Task instructions
The entries that follow should be written out exactly.

Data in this exercise
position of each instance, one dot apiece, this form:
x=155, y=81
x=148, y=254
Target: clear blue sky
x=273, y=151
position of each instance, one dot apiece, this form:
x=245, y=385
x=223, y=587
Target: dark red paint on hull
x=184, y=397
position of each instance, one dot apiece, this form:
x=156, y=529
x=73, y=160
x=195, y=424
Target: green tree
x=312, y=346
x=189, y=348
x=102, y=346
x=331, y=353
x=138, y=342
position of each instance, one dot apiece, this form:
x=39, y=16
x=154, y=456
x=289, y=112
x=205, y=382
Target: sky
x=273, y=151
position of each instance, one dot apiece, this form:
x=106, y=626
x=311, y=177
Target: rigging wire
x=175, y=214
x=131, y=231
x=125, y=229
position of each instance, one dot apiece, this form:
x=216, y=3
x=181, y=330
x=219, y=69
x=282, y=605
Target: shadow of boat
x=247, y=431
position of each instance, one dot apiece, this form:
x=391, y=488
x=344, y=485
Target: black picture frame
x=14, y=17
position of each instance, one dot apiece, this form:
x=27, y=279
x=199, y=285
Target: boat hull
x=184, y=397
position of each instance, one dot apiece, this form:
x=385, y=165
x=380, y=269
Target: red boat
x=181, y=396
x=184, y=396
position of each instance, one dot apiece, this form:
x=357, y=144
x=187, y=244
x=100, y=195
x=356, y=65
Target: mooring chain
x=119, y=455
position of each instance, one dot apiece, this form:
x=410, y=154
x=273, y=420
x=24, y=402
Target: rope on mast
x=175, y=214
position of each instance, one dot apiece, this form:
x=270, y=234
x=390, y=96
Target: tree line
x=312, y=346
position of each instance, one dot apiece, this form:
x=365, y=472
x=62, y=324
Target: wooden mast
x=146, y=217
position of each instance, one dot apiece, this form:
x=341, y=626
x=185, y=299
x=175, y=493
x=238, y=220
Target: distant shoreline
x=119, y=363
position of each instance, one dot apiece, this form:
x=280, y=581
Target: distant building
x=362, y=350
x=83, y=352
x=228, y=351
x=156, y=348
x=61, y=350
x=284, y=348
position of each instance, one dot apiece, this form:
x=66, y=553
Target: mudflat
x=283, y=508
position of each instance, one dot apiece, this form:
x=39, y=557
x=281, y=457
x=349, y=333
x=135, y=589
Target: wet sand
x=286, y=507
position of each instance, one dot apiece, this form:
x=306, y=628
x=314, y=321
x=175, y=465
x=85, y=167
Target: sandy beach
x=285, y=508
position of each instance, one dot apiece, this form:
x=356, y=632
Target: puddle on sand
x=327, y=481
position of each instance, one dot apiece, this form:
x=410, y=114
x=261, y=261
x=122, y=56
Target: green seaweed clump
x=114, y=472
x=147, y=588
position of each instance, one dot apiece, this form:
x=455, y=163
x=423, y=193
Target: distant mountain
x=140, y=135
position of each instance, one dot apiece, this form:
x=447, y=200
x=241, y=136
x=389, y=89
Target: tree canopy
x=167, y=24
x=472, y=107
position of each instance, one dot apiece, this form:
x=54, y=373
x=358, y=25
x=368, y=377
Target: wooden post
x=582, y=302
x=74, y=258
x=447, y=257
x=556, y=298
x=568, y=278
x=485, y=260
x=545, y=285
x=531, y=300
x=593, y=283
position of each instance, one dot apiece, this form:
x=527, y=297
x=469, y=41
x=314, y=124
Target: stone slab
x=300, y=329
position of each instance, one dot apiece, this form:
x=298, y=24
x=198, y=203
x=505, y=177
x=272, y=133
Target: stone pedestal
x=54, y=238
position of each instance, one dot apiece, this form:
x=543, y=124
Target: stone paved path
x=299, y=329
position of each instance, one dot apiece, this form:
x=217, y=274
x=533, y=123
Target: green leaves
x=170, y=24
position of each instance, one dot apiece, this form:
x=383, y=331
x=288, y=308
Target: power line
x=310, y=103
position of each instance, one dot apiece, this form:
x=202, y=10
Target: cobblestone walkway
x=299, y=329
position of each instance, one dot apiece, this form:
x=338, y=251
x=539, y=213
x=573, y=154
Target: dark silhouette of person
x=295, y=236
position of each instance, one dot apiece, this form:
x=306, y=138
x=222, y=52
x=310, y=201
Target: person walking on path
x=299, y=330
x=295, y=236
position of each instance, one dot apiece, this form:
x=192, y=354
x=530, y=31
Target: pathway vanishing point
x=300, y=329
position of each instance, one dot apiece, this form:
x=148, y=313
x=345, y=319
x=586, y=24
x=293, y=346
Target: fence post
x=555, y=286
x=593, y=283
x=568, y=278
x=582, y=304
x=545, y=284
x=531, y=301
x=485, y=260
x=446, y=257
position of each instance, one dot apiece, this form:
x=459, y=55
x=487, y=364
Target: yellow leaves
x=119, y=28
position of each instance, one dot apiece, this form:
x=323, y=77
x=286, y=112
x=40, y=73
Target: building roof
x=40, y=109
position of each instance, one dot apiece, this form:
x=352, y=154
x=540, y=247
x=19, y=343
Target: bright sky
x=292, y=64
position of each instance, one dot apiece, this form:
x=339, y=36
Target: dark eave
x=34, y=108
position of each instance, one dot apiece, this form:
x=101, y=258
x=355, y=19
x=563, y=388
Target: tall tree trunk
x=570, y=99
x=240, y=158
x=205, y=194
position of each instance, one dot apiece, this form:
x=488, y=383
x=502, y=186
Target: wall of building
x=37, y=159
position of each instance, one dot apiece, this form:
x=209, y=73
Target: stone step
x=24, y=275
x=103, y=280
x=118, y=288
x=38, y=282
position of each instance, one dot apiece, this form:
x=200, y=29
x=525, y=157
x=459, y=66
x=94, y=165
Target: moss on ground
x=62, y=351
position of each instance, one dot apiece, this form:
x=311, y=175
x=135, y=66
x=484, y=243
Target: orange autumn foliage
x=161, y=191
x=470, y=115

Task solution
position of each instance, one dot apiece, this form:
x=155, y=81
x=148, y=254
Target: clear blue sky
x=273, y=151
position of each instance, one dot apiece, this form:
x=245, y=385
x=223, y=587
Target: dark red paint on hull
x=184, y=397
position of each instance, one dot apiece, this form:
x=156, y=529
x=73, y=160
x=195, y=424
Target: green tree
x=312, y=346
x=189, y=348
x=102, y=346
x=331, y=353
x=138, y=342
position of each instance, one dot apiece, this form:
x=39, y=16
x=154, y=456
x=289, y=112
x=205, y=382
Target: sky
x=273, y=151
position of each instance, one dot apiece, this form:
x=106, y=626
x=311, y=177
Target: rigging wire
x=175, y=214
x=131, y=231
x=125, y=229
position of each instance, one dot apiece, this form:
x=216, y=3
x=181, y=330
x=219, y=69
x=282, y=605
Target: shadow of boat
x=247, y=431
position of each instance, one dot apiece, this form:
x=391, y=488
x=344, y=485
Target: black picture frame
x=14, y=17
position of each instance, one dot apiece, this form:
x=27, y=279
x=199, y=285
Target: boat hull
x=184, y=397
position of each instance, one dot apiece, this form:
x=385, y=165
x=380, y=269
Target: red boat
x=181, y=396
x=184, y=396
position of each instance, one dot apiece, this form:
x=357, y=144
x=187, y=244
x=100, y=195
x=356, y=65
Target: mooring chain
x=119, y=455
position of each instance, one dot apiece, this form:
x=410, y=154
x=273, y=420
x=24, y=402
Target: rope on mast
x=175, y=214
position of each instance, one dot apiece, this form:
x=270, y=234
x=390, y=96
Target: tree line
x=312, y=346
position of each instance, one dot apiece, this form:
x=365, y=472
x=62, y=324
Target: wooden mast
x=146, y=217
position of each instance, one dot apiece, this form:
x=341, y=626
x=185, y=299
x=175, y=493
x=238, y=220
Target: distant shoreline
x=119, y=363
position of each instance, one dot apiece, this form:
x=280, y=581
Target: distant building
x=362, y=350
x=83, y=352
x=228, y=351
x=156, y=348
x=61, y=350
x=284, y=348
position of each instance, one dot apiece, this form:
x=66, y=553
Target: mudflat
x=283, y=508
position of each instance, one dot apiece, this form:
x=39, y=557
x=281, y=457
x=349, y=333
x=135, y=589
Target: wet sand
x=286, y=507
position of each instance, one dot apiece, this form:
x=306, y=628
x=314, y=321
x=175, y=465
x=85, y=167
Target: sandy beach
x=285, y=508
position of each instance, one dot apiece, this form:
x=356, y=632
Target: puddle on sand
x=327, y=481
position of each instance, one dot apiece, this form:
x=410, y=114
x=261, y=261
x=122, y=56
Target: green seaweed clump
x=114, y=472
x=147, y=588
position of each instance, one dot apiece, this form:
x=455, y=163
x=423, y=193
Target: distant mountain
x=140, y=135
position of each instance, one dot apiece, this form:
x=447, y=200
x=241, y=136
x=389, y=89
Target: tree canopy
x=167, y=24
x=472, y=107
position of each instance, one dot apiece, this form:
x=54, y=373
x=358, y=25
x=368, y=377
Target: wooden post
x=582, y=302
x=74, y=258
x=447, y=257
x=556, y=298
x=568, y=278
x=485, y=260
x=545, y=285
x=531, y=300
x=593, y=283
position of each instance, one dot apiece, this form:
x=527, y=297
x=469, y=41
x=314, y=124
Target: stone slab
x=300, y=329
position of each instance, one dot apiece, this form:
x=298, y=24
x=198, y=203
x=505, y=177
x=272, y=133
Target: stone pedestal
x=54, y=238
position of each instance, one dot apiece, this form:
x=543, y=124
Target: stone paved path
x=299, y=329
position of each instance, one dot apiece, this form:
x=217, y=274
x=533, y=123
Target: green leaves
x=170, y=24
position of each instance, one dot apiece, this form:
x=383, y=331
x=288, y=308
Target: power line
x=310, y=103
position of each instance, one dot apiece, this form:
x=202, y=10
Target: cobblestone walkway
x=299, y=329
position of each instance, one dot apiece, this form:
x=338, y=251
x=539, y=213
x=573, y=154
Target: dark silhouette of person
x=295, y=236
position of each instance, one dot apiece, this form:
x=306, y=138
x=222, y=52
x=310, y=201
Target: person walking on path
x=299, y=330
x=295, y=236
position of each instance, one dot apiece, this form:
x=192, y=354
x=530, y=31
Target: pathway vanishing point
x=300, y=329
position of each instance, one dot apiece, this form:
x=148, y=313
x=345, y=319
x=586, y=24
x=293, y=346
Target: fence post
x=555, y=286
x=593, y=283
x=568, y=278
x=582, y=304
x=545, y=284
x=531, y=301
x=485, y=260
x=446, y=257
position of each instance, one dot apiece, this form:
x=459, y=55
x=487, y=364
Target: yellow leaves
x=119, y=28
position of each instance, one dot apiece, this form:
x=323, y=77
x=286, y=112
x=40, y=73
Target: building roof
x=40, y=109
position of each instance, one dot apiece, this form:
x=352, y=154
x=540, y=247
x=19, y=343
Target: bright sky
x=292, y=64
position of each instance, one dot apiece, this form:
x=339, y=36
Target: dark eave
x=34, y=108
position of each instance, one dot apiece, this form:
x=101, y=258
x=355, y=19
x=563, y=388
Target: tall tree trunk
x=570, y=99
x=240, y=158
x=205, y=194
position of each instance, one dot apiece, this form:
x=488, y=383
x=502, y=186
Target: wall of building
x=37, y=159
position of each instance, one dot apiece, this form:
x=209, y=73
Target: stone step
x=24, y=275
x=103, y=280
x=118, y=288
x=38, y=282
position of each instance, one dot apiece, this form:
x=200, y=29
x=525, y=157
x=459, y=66
x=94, y=165
Target: moss on ground
x=62, y=351
position of each instance, one dot apiece, this form:
x=311, y=175
x=135, y=66
x=484, y=243
Target: orange autumn foliage
x=161, y=191
x=470, y=115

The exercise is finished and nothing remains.